→ **Task instructions**
- A) Using the passage on Mr. Khanjani's imprisonment, decide whether each statement agrees with it: (i) Leva Khanjani was arrested on January 3, 2010; (ii) Judge Mouhed sentenced Mr. Khanjani to 4 years in prison; (iii) Mr. Khanjani's hospital treatment for a cyst began in late September. For each, answer yes or no and quote the words of the passage that decide it.
- B) Write out, word for word, the part of the passage on Mr. Khanjani's imprisonment between "His lawyer attempted" and "wear prison uniform.", inclusive.
- C) Continue the passage on Mr. Khanjani's imprisonment from the point where it stops.

According to the report of Human Rights Activists News Agency in Iran (HRANA), he was arrested in Tehran on March 2, 2010, and taken to the offices of the Ministry of Intelligence, released and rearrested, and arrested for the third time on April 27, 2010, when he was sent to Evin Prison.
His arrests followed the widespread unrest in Iran following the announcement of national election results. Authorities initially tried to claim that Bahais had a hand in stirring up the protests. His sister Leva Khanjani, another student excluded from education for being a Bahai, was also arrested after the election unrest, along with her husband Babak Mobasher. She was arrested on January 3, 2010, and sentenced to two years in prison. She was released on June 24, 2014.
Mr. Khanjani was released on bail on May 8, pending his trial which was conducted on December 11, 2010. He was sentenced to 4 years in prison, by Judge Maqiseh, and this sentence was confirmed in the review court by Judge Mouhed.
His lawyer attempted to appeal this sentence to the Supreme Court, but the lawyer was confronted with threats from the Ministry of Intelligence. Mr. Khanjani began his sentence in Evin Prison on January 17, 2012, but on August 5 of that year he was transferred to Raja’i Shahr prison. From late September that year he was in need of urgent hospital treatment for a cyst in the abdomen, which was denied until early November. On March 2, 2013, he was denied family visits for refusing to wear prison uniform.

Phrase grounding data
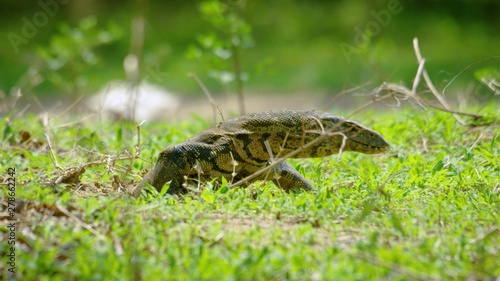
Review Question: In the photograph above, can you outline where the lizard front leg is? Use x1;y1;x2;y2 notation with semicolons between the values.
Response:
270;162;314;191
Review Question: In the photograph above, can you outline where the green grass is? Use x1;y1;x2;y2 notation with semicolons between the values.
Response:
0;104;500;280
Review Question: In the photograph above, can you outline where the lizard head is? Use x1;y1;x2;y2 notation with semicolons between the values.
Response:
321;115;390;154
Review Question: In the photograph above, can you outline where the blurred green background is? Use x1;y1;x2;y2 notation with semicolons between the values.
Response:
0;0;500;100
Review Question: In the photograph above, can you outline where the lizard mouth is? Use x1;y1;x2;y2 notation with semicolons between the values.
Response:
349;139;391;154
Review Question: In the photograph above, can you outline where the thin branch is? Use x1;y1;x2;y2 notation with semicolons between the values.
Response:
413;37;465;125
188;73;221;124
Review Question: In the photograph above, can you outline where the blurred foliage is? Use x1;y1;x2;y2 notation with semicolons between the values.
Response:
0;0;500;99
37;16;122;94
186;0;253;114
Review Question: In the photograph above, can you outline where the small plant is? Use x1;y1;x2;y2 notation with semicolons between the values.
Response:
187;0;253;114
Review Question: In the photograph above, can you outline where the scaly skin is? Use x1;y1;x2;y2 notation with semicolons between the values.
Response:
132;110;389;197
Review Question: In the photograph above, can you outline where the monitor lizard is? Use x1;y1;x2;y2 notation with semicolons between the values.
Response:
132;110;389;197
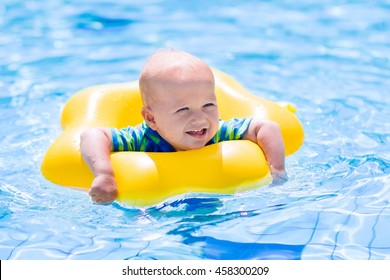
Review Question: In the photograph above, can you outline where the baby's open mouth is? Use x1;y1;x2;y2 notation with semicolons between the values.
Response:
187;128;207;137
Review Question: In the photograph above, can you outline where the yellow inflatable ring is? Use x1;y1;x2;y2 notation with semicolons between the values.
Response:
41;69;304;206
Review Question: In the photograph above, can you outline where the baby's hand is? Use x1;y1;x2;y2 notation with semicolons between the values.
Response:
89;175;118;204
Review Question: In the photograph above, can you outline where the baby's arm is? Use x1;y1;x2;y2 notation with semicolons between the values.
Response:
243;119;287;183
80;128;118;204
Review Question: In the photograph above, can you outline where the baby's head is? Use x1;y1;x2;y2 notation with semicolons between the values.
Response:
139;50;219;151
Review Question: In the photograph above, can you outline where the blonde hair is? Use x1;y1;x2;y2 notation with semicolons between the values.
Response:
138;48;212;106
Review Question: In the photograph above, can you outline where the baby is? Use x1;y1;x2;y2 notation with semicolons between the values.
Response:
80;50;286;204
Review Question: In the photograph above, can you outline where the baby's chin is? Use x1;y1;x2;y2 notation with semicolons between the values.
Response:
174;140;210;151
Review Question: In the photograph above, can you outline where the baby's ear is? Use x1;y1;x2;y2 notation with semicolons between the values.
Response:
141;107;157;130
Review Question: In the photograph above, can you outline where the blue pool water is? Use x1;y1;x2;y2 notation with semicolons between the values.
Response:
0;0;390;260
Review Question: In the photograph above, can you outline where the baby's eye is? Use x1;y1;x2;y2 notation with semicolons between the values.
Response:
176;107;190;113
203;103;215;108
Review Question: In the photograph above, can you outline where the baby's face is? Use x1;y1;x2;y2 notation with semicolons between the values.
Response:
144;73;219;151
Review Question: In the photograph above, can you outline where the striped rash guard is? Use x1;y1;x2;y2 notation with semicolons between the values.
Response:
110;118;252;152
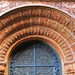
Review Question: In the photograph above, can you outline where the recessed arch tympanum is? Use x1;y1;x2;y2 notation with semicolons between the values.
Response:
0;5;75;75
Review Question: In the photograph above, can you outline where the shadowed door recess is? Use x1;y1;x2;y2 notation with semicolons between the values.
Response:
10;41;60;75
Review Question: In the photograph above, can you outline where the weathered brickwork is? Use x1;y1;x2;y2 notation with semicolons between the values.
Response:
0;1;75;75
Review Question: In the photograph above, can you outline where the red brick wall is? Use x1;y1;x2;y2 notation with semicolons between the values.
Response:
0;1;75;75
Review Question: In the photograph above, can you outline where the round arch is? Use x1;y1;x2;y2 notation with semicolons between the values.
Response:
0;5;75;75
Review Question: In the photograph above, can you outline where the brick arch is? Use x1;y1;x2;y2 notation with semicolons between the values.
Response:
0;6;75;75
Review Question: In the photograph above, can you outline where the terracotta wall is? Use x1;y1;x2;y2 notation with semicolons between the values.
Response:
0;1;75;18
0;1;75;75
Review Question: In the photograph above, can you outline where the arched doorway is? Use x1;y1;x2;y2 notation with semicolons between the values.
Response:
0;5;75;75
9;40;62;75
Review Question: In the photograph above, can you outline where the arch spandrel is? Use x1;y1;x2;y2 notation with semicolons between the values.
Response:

→ **Per-task answers**
- A)
(i) Yes: "She was arrested on January 3, 2010, and sentenced to two years in prison."
(ii) No: "He was sentenced to 4 years in prison, by Judge Maqiseh, and this sentence was confirmed in the review court by Judge Mouhed."
(iii) No: "From late September that year he was in need of urgent hospital treatment for a cyst in the abdomen, which was denied until early November."

- B)
His lawyer attempted to appeal this sentence to the Supreme Court, but the lawyer was confronted with threats from the Ministry of Intelligence. Mr. Khanjani began his sentence in Evin Prison on January 17, 2012, but on August 5 of that year he was transferred to Raja’i Shahr prison. From late September that year he was in need of urgent hospital treatment for a cyst in the abdomen, which was denied until early November. On March 2, 2013, he was denied family visits for refusing to wear prison uniform.

- C)
Foad Khanjani’s father, Ala’eddin Khanjani, known as Niki, was also arrested following the election protests, and again in August 2014, apparently because he was running an optician’s shop, and such businesses had been added — unannounced — to the list of sectors in which Bahais are forbidden to work. He was summoned to appear at Bench 5 of the court at Evin Prison in Tehran on August 10, 2015. Bench 5 has specialised in the persecution of Bahais. So far as I know, his sentence has not yet been announced.
Niki Khanjani’s father Jamalledin Khanjani is one of the seven ‘Yaran’ (Bahai national facilitators) who are now in the eighth year of 10-year sentences for their services to the Bahai community.